↓↓↓

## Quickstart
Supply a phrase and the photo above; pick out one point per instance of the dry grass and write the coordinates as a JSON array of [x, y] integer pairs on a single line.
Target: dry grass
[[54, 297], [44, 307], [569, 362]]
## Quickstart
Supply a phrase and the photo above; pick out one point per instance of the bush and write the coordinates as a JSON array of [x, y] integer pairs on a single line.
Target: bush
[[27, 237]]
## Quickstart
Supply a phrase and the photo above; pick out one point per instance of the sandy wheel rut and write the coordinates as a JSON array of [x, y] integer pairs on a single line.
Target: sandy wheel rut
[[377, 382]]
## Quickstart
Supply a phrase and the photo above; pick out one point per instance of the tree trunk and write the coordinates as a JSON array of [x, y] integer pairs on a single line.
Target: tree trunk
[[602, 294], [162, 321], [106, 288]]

↑↑↑

▸ **TO DO**:
Repeat the entries shown above, every one, word for word.

▸ **SOLUTION TO THE PROBLEM**:
## Quickstart
Supply a phrase and the photo above; pick out one point per instance of the dry grass and write the coordinates as a JSON array of [x, y] integer pairs on a single line.
Target: dry grass
[[54, 297], [44, 307], [569, 362]]
## Quickstart
Supply a phrase and the photo above; pick out one point per instance of the bush and write the coordinates as a JSON array of [x, y] integer pairs on a single line.
Target: bush
[[27, 237]]
## Quickstart
Supply a phrase and the photo above; pick out one point per instance of the sandy wheel rut and write the coordinates as a JSON array of [x, y] integer pairs on a single line.
Target: sandy wheel rut
[[377, 382]]
## Quickstart
Supply a phrase and the photo above; pick out one point per instance of the tree trunk and write the coordinates as a JSON array of [x, y] integer pairs on a single line.
Target: tree trunk
[[602, 294], [162, 321], [106, 288]]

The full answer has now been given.